- TASK REQUIREMENTS:
Repeat the listing that follows, character for character, minus the pictures.

- MATERIAL PROVIDED:
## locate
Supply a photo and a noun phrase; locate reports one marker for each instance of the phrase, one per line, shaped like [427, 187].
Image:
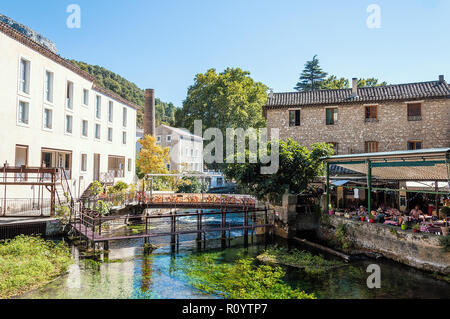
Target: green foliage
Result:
[445, 210]
[311, 77]
[334, 83]
[103, 207]
[298, 167]
[312, 264]
[96, 188]
[314, 78]
[239, 280]
[30, 262]
[190, 185]
[229, 99]
[444, 242]
[165, 112]
[120, 186]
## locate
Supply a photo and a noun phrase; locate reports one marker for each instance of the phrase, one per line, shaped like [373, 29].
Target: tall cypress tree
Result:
[312, 76]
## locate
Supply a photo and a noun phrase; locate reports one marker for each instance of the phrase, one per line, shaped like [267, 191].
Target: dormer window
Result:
[414, 111]
[371, 113]
[294, 118]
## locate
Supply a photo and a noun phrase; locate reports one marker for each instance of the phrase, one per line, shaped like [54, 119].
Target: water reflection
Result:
[128, 272]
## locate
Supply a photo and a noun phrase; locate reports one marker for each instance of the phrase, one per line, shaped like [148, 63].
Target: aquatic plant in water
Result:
[240, 279]
[30, 262]
[312, 264]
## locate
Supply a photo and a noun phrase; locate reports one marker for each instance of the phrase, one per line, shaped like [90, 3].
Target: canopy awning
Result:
[417, 165]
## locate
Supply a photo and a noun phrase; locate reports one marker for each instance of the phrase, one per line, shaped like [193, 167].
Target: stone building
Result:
[357, 120]
[53, 114]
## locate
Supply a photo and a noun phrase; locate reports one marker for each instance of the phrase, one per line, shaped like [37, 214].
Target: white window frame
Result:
[28, 77]
[69, 106]
[52, 88]
[110, 129]
[82, 102]
[85, 163]
[99, 131]
[18, 113]
[43, 119]
[87, 128]
[65, 124]
[98, 107]
[110, 111]
[124, 117]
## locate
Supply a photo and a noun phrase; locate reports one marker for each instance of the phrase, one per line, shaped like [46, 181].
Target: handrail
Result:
[68, 191]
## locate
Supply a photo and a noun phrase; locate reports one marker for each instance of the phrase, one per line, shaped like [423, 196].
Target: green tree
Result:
[190, 185]
[370, 82]
[298, 167]
[165, 112]
[311, 77]
[333, 83]
[221, 100]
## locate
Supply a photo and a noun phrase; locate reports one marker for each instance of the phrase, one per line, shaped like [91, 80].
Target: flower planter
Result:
[445, 231]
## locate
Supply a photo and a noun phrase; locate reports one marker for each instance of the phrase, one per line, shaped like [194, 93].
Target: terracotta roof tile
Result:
[408, 91]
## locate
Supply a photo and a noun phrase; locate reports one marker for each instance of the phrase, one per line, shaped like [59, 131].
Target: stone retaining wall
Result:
[419, 250]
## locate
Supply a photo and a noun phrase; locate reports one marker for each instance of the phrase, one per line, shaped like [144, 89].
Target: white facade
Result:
[186, 149]
[49, 115]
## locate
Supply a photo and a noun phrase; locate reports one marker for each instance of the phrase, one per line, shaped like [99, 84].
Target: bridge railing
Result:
[96, 227]
[126, 198]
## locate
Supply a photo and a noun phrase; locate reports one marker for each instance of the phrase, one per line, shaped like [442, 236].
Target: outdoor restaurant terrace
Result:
[409, 189]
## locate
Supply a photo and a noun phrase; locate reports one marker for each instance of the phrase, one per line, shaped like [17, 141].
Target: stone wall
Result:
[419, 250]
[392, 130]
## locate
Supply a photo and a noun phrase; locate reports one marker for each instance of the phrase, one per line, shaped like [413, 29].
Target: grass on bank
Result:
[29, 262]
[242, 279]
[299, 259]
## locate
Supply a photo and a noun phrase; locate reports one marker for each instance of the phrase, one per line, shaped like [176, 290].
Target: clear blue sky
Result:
[163, 44]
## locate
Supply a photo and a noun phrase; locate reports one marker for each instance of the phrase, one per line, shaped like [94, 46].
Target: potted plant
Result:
[445, 228]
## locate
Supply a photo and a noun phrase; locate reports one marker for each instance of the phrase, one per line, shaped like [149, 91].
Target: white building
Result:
[53, 114]
[186, 149]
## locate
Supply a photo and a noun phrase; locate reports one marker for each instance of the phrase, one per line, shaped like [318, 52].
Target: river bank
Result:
[128, 272]
[27, 263]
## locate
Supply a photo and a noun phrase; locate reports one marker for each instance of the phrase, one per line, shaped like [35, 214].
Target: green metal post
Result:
[369, 185]
[328, 188]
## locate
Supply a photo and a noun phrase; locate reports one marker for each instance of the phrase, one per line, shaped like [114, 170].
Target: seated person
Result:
[361, 211]
[380, 216]
[415, 213]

- FINAL ANSWER:
## locate
Supply a photo and a noun phrase; locate reports one marker for each instance of the phrase, one per line, shaped like [427, 187].
Image:
Target: green foliage
Result:
[445, 210]
[311, 77]
[334, 83]
[103, 207]
[298, 167]
[312, 264]
[96, 188]
[314, 78]
[239, 280]
[30, 262]
[190, 185]
[229, 99]
[444, 242]
[165, 112]
[120, 186]
## locate
Supply a photo and a noun phrase; locate reports one marker for each instance of the phrase, one per line, shaped like [373, 29].
Target: tall cypress tree
Result:
[312, 76]
## locate
Supply a photo and a noun phrase; locate reports one marker for each instance of the phrase, one per line, shaped like [267, 191].
Target: dormer window
Result:
[414, 111]
[371, 113]
[294, 118]
## locate
Supply a photo and a noun phrase; locate reports one marker for each instance of the phrase, one per line, shaped like [54, 119].
Target: water reflection
Result:
[128, 272]
## locate
Supply a photo and a noun phrase; locate reports one marker for each instance of the phrase, one per line, shaped like [148, 63].
Target: aquatic plant in water
Result:
[240, 279]
[30, 262]
[312, 264]
## locate
Supply a photo and a noun phrase; locate reports one marker for each instance of the phrase, one per line, shaped like [90, 3].
Target: canopy awning
Result:
[417, 165]
## locate
Supply a photo and a noun phrase; locate reports one marker for each instance of the phrase, one per line, shaped like [193, 167].
Target: stone building
Result:
[357, 120]
[53, 114]
## locate
Supply a photo and a noun phrase; locate reports one marker for each instance of the phrase, one per line, shaped like [37, 214].
Target: white window frame
Result:
[28, 77]
[69, 106]
[52, 88]
[110, 129]
[82, 102]
[85, 163]
[99, 131]
[18, 113]
[43, 119]
[87, 128]
[65, 124]
[98, 107]
[110, 111]
[124, 117]
## locate
Supply a photo and a noun phrase; locate reports one marker for each instance of the phrase, one per line, shaped like [46, 181].
Target: handrail
Result:
[68, 191]
## locate
Supply a photo and a noun phrase; locate reports one marker for each instance of the phrase, one per line, shaped like [423, 196].
Target: green tree
Result:
[190, 185]
[370, 82]
[298, 167]
[165, 112]
[311, 77]
[333, 83]
[221, 100]
## locate
Supply a photo and a noun phrase; locate reports one marker for each instance of the phrase, one per line, shaped like [91, 80].
Target: flower planter
Result:
[445, 231]
## locate
Supply a photo and a noun phrase; locate reports one marker for each instance of the phrase, one per line, shaped like [194, 93].
Target: terracotta roof tile
Result:
[408, 91]
## locate
Supply a photo and a noun phrase; locate reports one marker for each instance of the phrase, one per line, shaped like [59, 131].
Target: stone retaining wall
Result:
[419, 250]
## locate
Supply a photo and a noun phrase; locate reports one marker for each instance of the phrase, one per line, shaped like [144, 89].
Target: white facade
Result:
[186, 149]
[49, 115]
## locate
Supply a photo and a noun phrase; locate reports one marker for each instance of the phrase, one per line, shaped like [99, 84].
Target: bridge railing
Result:
[96, 227]
[126, 198]
## locate
Supply a photo and a noun phrase; locate reports one marker for each instance of the phrase, one per line, shaped like [442, 236].
Target: outdoor restaurant terrace
Result:
[409, 189]
## locate
Supply a photo and a noun phrase; locate reports one marker for each instance of the phrase, one per line, shaped like [17, 141].
Target: stone wall
Result:
[419, 250]
[392, 130]
## locate
Supply a photo and a noun phrase; locate reports one marker for each instance of the phrase, one per line, shaped like [413, 29].
Target: grass on bank
Result:
[29, 262]
[242, 279]
[299, 259]
## locate
Supply a photo and a noun phrase; locate reports one marker for each instance of the phrase, one per line, shaped like [176, 290].
Target: clear blue sky
Result:
[163, 44]
## locate
Supply a photo and a noun phrase; locate reports one marker for each instance of the phrase, one per line, shaped like [94, 46].
Target: potted plant
Result:
[445, 228]
## locate
Supply a photo and a noun phrase; locate reports one marker for each instance of the phrase, one per line, shaped like [149, 91].
Target: white building
Result:
[53, 114]
[186, 149]
## locate
Supply a photo and a noun phrase; locate reports one marker for each instance of the phrase, one per line, shaped like [318, 52].
Target: river bank
Result:
[128, 272]
[27, 263]
## locate
Supply a photo and a noun phrase; locate reports one marker for each instance of the phrase, one per line, shaped like [35, 214].
Target: green metal post
Result:
[369, 185]
[328, 188]
## locate
Supply a photo and a noun phrase; locate reports one marker for each instance of the phrase, one per line, shaped like [114, 170].
Target: seated person
Result:
[361, 211]
[380, 216]
[415, 213]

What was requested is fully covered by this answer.